>> Start Excerpted passage

[pypy-dev] Objects and types in the stdobjspace

Mon Jun 9 13:09:58 CEST 2003

Hello Rocco,

On Sun, Jun 08, 2003 at 11:10:52PM -0400, Rocco Moretti wrote:
> But I'm still a little hazy. Could you walk us through how this scheme 
> would work with multiple implementations of the same type and specifics as 
> to how this would be different from the (CPython) current implementation 
> of types being the same as the implementation?

Ok. In CPython the type completely defines the implementation, via the
PyTypeObject structure (tp_size and all the function pointers). All objects
have a type pointer (ob_type), which it a very fast way to retrieve both the
type of the object and its implementation (as it is the same thing).

Ultimately this PyObject structure is something that we will want to have in
*some* versions of PyPy, so that we can be compatible with CPython's extension
modules, at least. I'm confident that we'll be able to do that automatically
based on the current (different) way the stdobjspace works. This is what we
did with multimethods: during the latest sprint we could tie them back to
Python's __add__&co methods, but internally we use multimethods all the way
simply because they are more natural in our context.

The "natural" way to look at the object implementation of the stdobjspace is
that there is only a finite and reasonably small number of different
implementations defined (unlike types, of which the user can create as many as
he wishes). The translator-to-C program can thus implement a wrapped object
with a struct that has some (arbitrary) tag to distinguish between
implementations. In CPython, the tag is the ob_type field. In our case we are
free to choose whatever we want. For example it could be a small integer:  
0=W_IntObject, 1=W_ListObject, 2=W_TupleObject, and so on. It can be
completely arbitrary. It could also be a pointer to some data describing the
implementation. But using a small integer makes multimethod dispatch extremely
fast : to dispatch on objects 'a' and 'b', read 'a->tag' and 'b->tag' and use
them as indices in a (N by N) table of function pointers. It is quite simpler
and faster than CPython's way of playing around with each object's type's
tp_number->nb_add.

That's for the motivation. Now several implementations for the same type can
coexist, provided we give some heuristics to select between them. For example,
suppose we have two string implementations, a W_StringObject and a
W_ConcatenatedStringObject. Then the concatenation of two W_StringObject
should check if the resulting string would grow larger than some threshold; if
so, instead of building and returning a W_StringObject it builds and returns a
W_ConcatenatedStringObject, enabling whose new algorithms to carry on with the
manipulation of what the user still sees as a plain string.

Choice of implementation can also be done when the object is initially built.  
For example, imagine we had a W_SmallIntObject implementation that can store
an integer of up to 30 bits by abusing a pointer field (e.g. by setting the
last two bits to an odd value, and assuming real pointers are never odd).
There should be (there isn't yet) an implementation of inttype_new() in
inttype.py (for calls to 'int(obj)'). This one should examine the numeric
value it should build and depending on whether it is small enough to fit 30
bits or not, it can build a W_SmallIntObject or a W_IntObject. Actually,
'space.wrap(someinteger)' could also invoke this mechanism.

A bientôt,

Armin.

>> End Excerpted passage
>> Start Information supplied

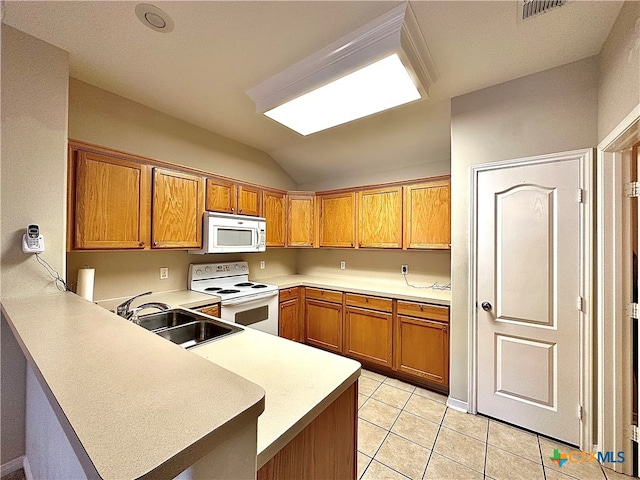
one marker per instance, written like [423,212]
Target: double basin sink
[186,328]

>> End Information supplied

● Work instructions
a) According to the mailing-list message about the stdobjspace, which CPython field acts as the tag that distinguishes implementations?
b) Return the passage of the mailing-list message about the stdobjspace that begins at the words "That's for the" and ends after the words "are never odd).".

● Completed exercise
a) The ob_type field.

b)
That's for the motivation. Now several implementations for the same type can
coexist, provided we give some heuristics to select between them. For example,
suppose we have two string implementations, a W_StringObject and a
W_ConcatenatedStringObject. Then the concatenation of two W_StringObject
should check if the resulting string would grow larger than some threshold; if
so, instead of building and returning a W_StringObject it builds and returns a
W_ConcatenatedStringObject, enabling whose new algorithms to carry on with the
manipulation of what the user still sees as a plain string.

Choice of implementation can also be done when the object is initially built.  
For example, imagine we had a W_SmallIntObject implementation that can store
an integer of up to 30 bits by abusing a pointer field (e.g. by setting the
last two bits to an odd value, and assuming real pointers are never odd).